Task to complete:
Starting at the line containing "Phrase -- manhole cover" and ending at the last line of the records, rewrite those lines with "manhole cover" renamed to "storm drain grate" and everything else left unchanged.

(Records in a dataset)
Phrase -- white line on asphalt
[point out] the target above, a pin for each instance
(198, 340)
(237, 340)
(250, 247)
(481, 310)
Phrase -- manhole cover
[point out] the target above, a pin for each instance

Output:
Phrase -- storm drain grate
[point out] the target above, a pin for each instance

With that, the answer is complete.